- Problem to work on
Give an exact copy of the lines from the beginning of the listing below to the "Segment every instance of the <item>cream" line, inclusive.

--- --- ---

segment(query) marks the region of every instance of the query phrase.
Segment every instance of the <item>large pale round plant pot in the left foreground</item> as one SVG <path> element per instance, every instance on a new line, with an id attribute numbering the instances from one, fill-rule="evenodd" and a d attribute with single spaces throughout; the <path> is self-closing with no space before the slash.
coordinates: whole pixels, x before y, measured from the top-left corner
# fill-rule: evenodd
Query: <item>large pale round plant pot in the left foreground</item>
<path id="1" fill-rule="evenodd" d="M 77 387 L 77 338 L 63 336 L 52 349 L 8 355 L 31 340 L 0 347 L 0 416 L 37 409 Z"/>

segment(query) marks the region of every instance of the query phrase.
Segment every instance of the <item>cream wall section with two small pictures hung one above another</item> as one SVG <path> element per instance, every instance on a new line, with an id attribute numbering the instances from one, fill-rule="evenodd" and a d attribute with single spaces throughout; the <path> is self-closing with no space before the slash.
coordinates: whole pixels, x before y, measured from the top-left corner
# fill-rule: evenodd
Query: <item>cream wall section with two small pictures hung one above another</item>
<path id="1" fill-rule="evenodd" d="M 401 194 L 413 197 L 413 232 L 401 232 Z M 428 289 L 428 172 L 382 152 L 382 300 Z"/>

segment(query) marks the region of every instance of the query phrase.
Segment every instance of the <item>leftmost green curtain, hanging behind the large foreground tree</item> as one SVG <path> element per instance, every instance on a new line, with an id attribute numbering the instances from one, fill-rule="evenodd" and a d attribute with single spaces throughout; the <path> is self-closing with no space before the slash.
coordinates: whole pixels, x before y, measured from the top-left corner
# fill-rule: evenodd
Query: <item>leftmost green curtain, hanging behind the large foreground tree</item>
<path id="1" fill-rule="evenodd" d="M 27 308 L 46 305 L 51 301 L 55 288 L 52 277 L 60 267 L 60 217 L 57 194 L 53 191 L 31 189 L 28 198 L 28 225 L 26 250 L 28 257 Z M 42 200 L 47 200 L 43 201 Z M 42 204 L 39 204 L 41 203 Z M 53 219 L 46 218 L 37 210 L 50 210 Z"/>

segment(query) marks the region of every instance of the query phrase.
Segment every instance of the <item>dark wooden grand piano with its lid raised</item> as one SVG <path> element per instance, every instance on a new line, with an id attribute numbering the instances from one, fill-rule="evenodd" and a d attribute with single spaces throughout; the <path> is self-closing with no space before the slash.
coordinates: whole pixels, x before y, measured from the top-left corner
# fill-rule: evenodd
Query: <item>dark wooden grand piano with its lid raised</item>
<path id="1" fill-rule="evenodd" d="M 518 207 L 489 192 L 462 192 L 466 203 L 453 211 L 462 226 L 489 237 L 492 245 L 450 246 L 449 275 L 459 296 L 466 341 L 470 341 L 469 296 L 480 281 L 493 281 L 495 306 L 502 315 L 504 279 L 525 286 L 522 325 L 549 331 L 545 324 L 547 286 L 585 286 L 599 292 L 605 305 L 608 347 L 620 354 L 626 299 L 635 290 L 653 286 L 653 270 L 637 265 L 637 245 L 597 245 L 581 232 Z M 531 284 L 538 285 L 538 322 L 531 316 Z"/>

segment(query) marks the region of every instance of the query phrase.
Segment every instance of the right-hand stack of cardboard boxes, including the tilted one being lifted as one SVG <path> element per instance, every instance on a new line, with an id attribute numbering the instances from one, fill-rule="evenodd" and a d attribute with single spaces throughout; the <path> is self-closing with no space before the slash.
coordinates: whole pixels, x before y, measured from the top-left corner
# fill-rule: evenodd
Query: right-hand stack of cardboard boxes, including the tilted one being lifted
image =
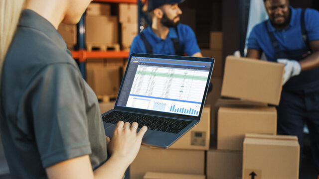
<path id="1" fill-rule="evenodd" d="M 217 102 L 217 149 L 207 152 L 207 179 L 298 178 L 298 141 L 276 136 L 277 111 L 268 106 L 279 104 L 283 73 L 282 64 L 227 57 L 221 95 L 239 99 Z"/>

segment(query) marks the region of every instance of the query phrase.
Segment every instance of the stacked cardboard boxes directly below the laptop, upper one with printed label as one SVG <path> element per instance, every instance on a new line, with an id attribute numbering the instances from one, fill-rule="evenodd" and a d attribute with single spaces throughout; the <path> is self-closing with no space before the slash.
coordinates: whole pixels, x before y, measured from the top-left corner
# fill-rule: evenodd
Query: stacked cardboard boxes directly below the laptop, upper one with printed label
<path id="1" fill-rule="evenodd" d="M 142 179 L 147 172 L 205 175 L 209 123 L 210 107 L 204 107 L 200 122 L 168 149 L 141 146 L 131 164 L 131 179 Z"/>

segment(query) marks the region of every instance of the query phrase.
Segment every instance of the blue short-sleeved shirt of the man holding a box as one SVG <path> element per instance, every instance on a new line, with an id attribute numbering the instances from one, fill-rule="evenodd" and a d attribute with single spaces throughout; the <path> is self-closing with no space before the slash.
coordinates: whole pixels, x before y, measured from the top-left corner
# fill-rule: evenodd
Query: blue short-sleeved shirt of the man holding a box
<path id="1" fill-rule="evenodd" d="M 274 32 L 274 35 L 283 51 L 297 50 L 306 47 L 301 32 L 301 8 L 291 9 L 290 24 L 286 29 L 275 29 L 270 20 L 267 20 L 268 31 Z M 315 9 L 307 9 L 305 12 L 305 24 L 309 41 L 319 40 L 319 12 Z M 268 61 L 275 61 L 275 49 L 272 46 L 264 22 L 257 24 L 248 38 L 248 48 L 262 50 Z M 291 59 L 296 60 L 296 59 Z"/>

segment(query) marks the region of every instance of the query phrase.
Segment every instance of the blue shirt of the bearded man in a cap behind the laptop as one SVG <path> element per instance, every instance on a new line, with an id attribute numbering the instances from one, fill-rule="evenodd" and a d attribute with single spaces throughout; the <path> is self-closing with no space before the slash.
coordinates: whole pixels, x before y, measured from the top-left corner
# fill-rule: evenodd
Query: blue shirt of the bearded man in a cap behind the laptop
<path id="1" fill-rule="evenodd" d="M 143 33 L 146 39 L 153 47 L 154 54 L 162 54 L 162 55 L 175 55 L 175 49 L 172 38 L 177 38 L 177 33 L 173 27 L 169 28 L 169 32 L 165 40 L 158 37 L 151 28 L 150 25 L 146 28 Z M 200 49 L 197 45 L 197 40 L 195 37 L 195 33 L 193 30 L 185 24 L 179 24 L 177 26 L 178 37 L 179 37 L 179 49 L 186 53 L 188 56 L 192 56 L 195 53 L 200 52 Z M 140 34 L 137 35 L 131 45 L 130 55 L 131 53 L 147 53 L 146 47 L 144 45 L 143 40 L 141 39 Z"/>

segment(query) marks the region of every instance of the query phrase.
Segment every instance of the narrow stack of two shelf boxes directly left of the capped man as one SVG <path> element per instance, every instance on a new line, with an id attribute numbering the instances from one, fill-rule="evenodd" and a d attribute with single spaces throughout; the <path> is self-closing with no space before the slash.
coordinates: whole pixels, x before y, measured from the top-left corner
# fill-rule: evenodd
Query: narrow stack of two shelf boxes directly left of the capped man
<path id="1" fill-rule="evenodd" d="M 133 3 L 119 4 L 119 21 L 122 25 L 122 45 L 129 50 L 134 37 L 138 34 L 138 6 Z"/>

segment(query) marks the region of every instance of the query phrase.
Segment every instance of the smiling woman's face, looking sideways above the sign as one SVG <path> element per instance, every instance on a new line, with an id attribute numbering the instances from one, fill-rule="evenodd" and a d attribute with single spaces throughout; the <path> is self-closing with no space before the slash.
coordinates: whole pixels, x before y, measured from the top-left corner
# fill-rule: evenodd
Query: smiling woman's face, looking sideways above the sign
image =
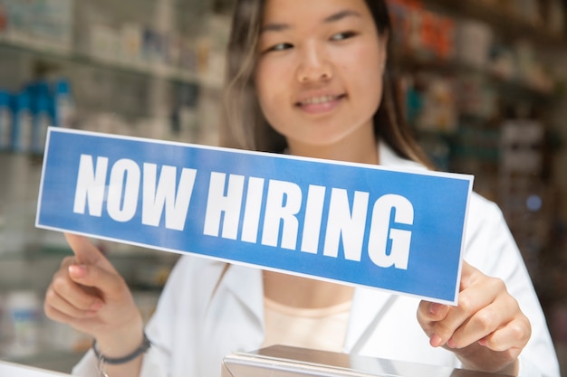
<path id="1" fill-rule="evenodd" d="M 374 145 L 385 60 L 364 0 L 267 0 L 255 71 L 264 117 L 293 153 Z"/>

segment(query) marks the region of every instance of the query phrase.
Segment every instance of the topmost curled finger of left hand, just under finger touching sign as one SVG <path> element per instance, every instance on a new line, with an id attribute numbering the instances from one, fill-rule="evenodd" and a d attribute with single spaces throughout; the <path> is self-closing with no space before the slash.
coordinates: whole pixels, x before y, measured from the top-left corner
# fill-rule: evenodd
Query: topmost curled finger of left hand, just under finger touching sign
<path id="1" fill-rule="evenodd" d="M 72 265 L 69 266 L 69 276 L 76 283 L 97 288 L 104 301 L 120 299 L 130 292 L 126 282 L 117 272 L 99 266 Z"/>

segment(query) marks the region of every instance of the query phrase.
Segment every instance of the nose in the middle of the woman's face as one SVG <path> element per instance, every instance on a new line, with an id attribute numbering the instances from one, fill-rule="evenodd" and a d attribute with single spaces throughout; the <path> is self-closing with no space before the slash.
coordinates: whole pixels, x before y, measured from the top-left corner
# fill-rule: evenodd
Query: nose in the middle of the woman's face
<path id="1" fill-rule="evenodd" d="M 300 53 L 297 80 L 300 83 L 332 79 L 332 62 L 322 46 L 307 45 Z"/>

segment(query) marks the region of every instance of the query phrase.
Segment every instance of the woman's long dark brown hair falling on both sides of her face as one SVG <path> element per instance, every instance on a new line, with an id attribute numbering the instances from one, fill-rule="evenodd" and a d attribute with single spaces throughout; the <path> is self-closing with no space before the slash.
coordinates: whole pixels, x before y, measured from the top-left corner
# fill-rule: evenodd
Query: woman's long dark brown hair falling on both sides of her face
<path id="1" fill-rule="evenodd" d="M 384 0 L 365 0 L 380 35 L 391 34 L 388 7 Z M 224 117 L 221 145 L 265 152 L 282 152 L 285 138 L 265 120 L 255 97 L 254 72 L 256 46 L 262 26 L 265 0 L 236 0 L 232 30 L 227 46 Z M 392 38 L 388 38 L 389 41 Z M 390 44 L 390 43 L 389 43 Z M 428 165 L 404 121 L 399 105 L 399 90 L 391 77 L 388 59 L 384 73 L 380 108 L 374 114 L 374 134 L 401 157 Z"/>

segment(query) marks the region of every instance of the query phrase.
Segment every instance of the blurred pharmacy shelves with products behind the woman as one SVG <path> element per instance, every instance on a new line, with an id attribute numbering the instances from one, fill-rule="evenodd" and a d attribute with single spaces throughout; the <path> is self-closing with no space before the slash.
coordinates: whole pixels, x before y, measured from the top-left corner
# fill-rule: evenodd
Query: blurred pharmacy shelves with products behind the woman
<path id="1" fill-rule="evenodd" d="M 567 372 L 565 0 L 389 0 L 391 75 L 441 170 L 514 234 Z M 0 0 L 0 359 L 62 372 L 91 340 L 43 317 L 70 251 L 34 228 L 48 125 L 216 145 L 232 0 Z M 100 242 L 147 319 L 177 256 Z"/>

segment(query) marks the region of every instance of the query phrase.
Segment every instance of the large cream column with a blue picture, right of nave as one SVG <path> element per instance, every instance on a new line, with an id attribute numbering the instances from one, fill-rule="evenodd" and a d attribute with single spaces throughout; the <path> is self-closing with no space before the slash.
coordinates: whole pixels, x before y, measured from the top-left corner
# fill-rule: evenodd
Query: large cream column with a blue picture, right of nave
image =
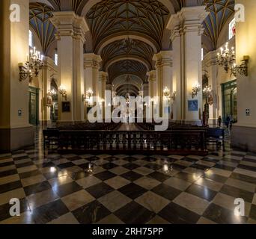
<path id="1" fill-rule="evenodd" d="M 196 83 L 202 85 L 201 34 L 204 32 L 202 22 L 207 15 L 205 6 L 183 7 L 179 13 L 171 16 L 167 25 L 171 30 L 174 91 L 177 92 L 174 120 L 201 124 L 202 92 L 192 99 L 192 87 Z M 196 108 L 189 110 L 191 100 L 198 101 L 197 111 Z"/>

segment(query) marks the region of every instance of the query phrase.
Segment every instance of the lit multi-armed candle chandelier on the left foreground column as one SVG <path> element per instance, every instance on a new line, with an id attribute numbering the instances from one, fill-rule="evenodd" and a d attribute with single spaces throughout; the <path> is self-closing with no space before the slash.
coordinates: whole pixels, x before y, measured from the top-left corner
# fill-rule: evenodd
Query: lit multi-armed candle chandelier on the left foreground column
<path id="1" fill-rule="evenodd" d="M 35 47 L 33 50 L 31 49 L 25 65 L 19 63 L 19 81 L 25 81 L 28 78 L 31 82 L 33 77 L 37 77 L 40 69 L 44 66 L 43 58 L 43 55 L 40 55 Z"/>

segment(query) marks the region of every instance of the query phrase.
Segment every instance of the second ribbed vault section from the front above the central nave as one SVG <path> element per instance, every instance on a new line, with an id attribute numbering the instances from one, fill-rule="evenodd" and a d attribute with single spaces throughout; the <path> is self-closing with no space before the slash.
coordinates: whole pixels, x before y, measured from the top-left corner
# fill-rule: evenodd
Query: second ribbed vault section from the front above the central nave
<path id="1" fill-rule="evenodd" d="M 109 60 L 115 58 L 142 58 L 147 63 L 149 69 L 152 69 L 153 49 L 140 40 L 126 38 L 110 43 L 103 48 L 101 58 L 103 59 L 103 70 L 106 70 L 106 65 Z"/>

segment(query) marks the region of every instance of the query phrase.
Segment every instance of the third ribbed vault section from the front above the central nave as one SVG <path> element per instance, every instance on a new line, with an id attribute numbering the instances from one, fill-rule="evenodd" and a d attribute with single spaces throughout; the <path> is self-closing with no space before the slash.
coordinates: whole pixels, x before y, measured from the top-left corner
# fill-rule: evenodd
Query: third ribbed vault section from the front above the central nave
<path id="1" fill-rule="evenodd" d="M 124 74 L 137 75 L 141 78 L 141 81 L 145 82 L 147 79 L 147 68 L 137 60 L 120 60 L 109 66 L 109 83 L 112 83 L 119 75 Z"/>

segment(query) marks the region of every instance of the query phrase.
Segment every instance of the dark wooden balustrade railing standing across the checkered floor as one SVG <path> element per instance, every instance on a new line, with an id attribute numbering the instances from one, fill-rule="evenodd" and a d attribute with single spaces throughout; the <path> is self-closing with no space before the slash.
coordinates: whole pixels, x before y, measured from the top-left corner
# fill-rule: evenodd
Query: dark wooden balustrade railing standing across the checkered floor
<path id="1" fill-rule="evenodd" d="M 206 129 L 169 131 L 43 131 L 44 149 L 62 152 L 115 152 L 207 155 Z"/>

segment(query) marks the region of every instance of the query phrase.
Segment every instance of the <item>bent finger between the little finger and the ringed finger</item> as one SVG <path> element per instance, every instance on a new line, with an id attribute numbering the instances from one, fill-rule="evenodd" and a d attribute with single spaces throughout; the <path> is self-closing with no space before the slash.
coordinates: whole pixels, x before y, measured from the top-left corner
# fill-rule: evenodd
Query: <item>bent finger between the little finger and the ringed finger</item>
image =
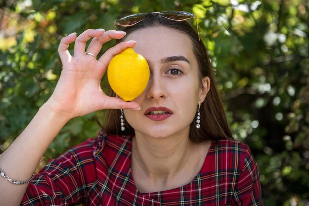
<path id="1" fill-rule="evenodd" d="M 84 55 L 86 43 L 93 37 L 99 37 L 104 34 L 104 29 L 87 29 L 83 33 L 81 33 L 75 40 L 74 45 L 74 56 L 76 55 Z"/>

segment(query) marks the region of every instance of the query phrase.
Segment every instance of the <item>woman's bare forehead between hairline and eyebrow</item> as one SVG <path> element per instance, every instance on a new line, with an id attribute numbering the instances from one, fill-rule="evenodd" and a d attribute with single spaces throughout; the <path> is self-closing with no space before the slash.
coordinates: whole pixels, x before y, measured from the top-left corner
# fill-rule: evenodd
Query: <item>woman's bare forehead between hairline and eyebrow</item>
<path id="1" fill-rule="evenodd" d="M 178 30 L 163 26 L 147 27 L 128 34 L 125 40 L 136 40 L 133 49 L 150 61 L 177 55 L 187 57 L 190 62 L 195 61 L 189 36 Z"/>

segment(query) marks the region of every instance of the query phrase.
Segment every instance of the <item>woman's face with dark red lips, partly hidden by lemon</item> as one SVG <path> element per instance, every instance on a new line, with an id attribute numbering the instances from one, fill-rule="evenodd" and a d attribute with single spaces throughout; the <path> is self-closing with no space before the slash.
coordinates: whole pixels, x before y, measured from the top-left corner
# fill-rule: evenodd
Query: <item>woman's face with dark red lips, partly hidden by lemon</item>
<path id="1" fill-rule="evenodd" d="M 133 49 L 145 57 L 150 69 L 148 85 L 135 99 L 141 110 L 124 110 L 126 121 L 136 135 L 163 138 L 189 134 L 198 102 L 204 101 L 209 89 L 209 78 L 202 81 L 198 77 L 190 38 L 156 26 L 139 29 L 125 40 L 137 41 Z"/>

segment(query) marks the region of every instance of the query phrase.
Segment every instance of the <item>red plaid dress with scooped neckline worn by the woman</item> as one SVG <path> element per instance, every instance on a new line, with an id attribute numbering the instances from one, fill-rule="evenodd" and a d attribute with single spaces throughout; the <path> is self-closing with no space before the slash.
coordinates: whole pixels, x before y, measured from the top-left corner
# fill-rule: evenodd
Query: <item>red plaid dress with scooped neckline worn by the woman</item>
<path id="1" fill-rule="evenodd" d="M 248 146 L 213 141 L 200 173 L 180 188 L 141 193 L 131 171 L 131 137 L 99 134 L 52 159 L 28 185 L 27 206 L 258 206 L 259 171 Z"/>

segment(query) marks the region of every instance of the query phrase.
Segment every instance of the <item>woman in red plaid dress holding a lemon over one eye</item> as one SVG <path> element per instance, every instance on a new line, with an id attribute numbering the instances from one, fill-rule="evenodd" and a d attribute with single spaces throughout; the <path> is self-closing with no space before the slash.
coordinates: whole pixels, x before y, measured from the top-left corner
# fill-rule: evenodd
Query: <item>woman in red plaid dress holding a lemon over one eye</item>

--- --- ---

- Result for this exercise
segment(query) marks the region of every instance of the query phrase.
Segment every instance of the <item>large pale round plant pot in the left foreground</item> as one SVG <path> element per instance, every instance on a new line, with an id attribute numbering the instances from one, fill-rule="evenodd" and a d attribute with single spaces throughout; the <path> is self-closing with no space before the slash.
coordinates: whole pixels, x before y, measured from the top-left corner
# fill-rule: evenodd
Query: <item>large pale round plant pot in the left foreground</item>
<path id="1" fill-rule="evenodd" d="M 77 387 L 77 338 L 63 336 L 52 349 L 8 355 L 31 340 L 0 347 L 0 416 L 37 409 Z"/>

segment(query) marks the region of every instance of the query phrase.
Segment every instance of the <item>cream wall section with two small pictures hung one above another</item> as one SVG <path> element per instance, every instance on a new line, with an id attribute numbering the instances from one, fill-rule="evenodd" and a d attribute with single spaces throughout; the <path> is self-closing with no space before the slash.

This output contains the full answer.